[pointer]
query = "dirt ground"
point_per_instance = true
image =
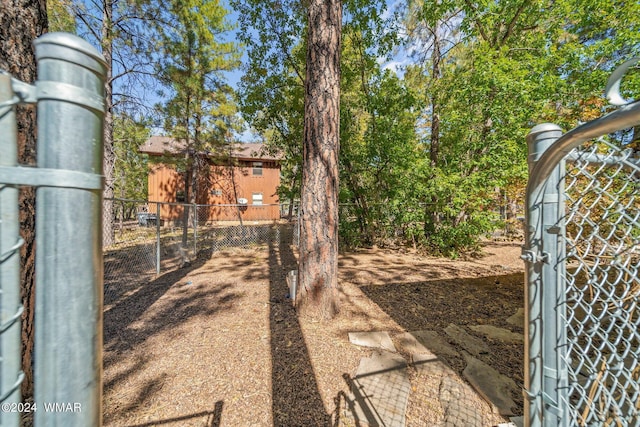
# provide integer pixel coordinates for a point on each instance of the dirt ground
(218, 343)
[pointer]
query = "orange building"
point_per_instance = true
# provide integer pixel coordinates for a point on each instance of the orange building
(239, 186)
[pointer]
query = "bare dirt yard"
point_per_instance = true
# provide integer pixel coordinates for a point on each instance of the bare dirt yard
(217, 343)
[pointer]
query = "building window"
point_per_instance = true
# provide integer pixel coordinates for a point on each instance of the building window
(256, 198)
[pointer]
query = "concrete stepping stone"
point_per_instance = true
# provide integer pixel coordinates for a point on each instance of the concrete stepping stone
(470, 343)
(494, 387)
(500, 334)
(418, 342)
(380, 390)
(375, 339)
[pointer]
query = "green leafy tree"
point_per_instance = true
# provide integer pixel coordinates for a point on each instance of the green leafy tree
===
#### [Aim of the exercise]
Please set down each line of the data above exactly as written, without the pictures.

#### [Response to the task]
[pointer]
query = "dirt ground"
point_per_instance = true
image =
# provide integer pixel coordinates for a point on each instance of the dirt ground
(218, 343)
[pointer]
query = "orange building"
point_per_instance = true
# provide integer pixel coordinates for a point on each instance of the orange building
(239, 186)
[pointer]
query = "bare dirt yard"
point_per_instance = true
# provide integer pixel coordinates for a point on each instance of the bare dirt yard
(217, 343)
[pointer]
query = "building window"
point_per_instance = true
# provide integer pixel coordinates for a point on each instance of the building window
(256, 198)
[pointer]
query = "concrete stepping stone"
point_per_instance = true
# provide integer pixel coordinates for a point on each instance of the concrete stepping stone
(470, 343)
(494, 387)
(500, 334)
(418, 342)
(380, 390)
(375, 339)
[pointer]
query = "green leafy tree"
point_per_instance = true
# provide integer pixel coordinates for a point on each instance of the green leafy tree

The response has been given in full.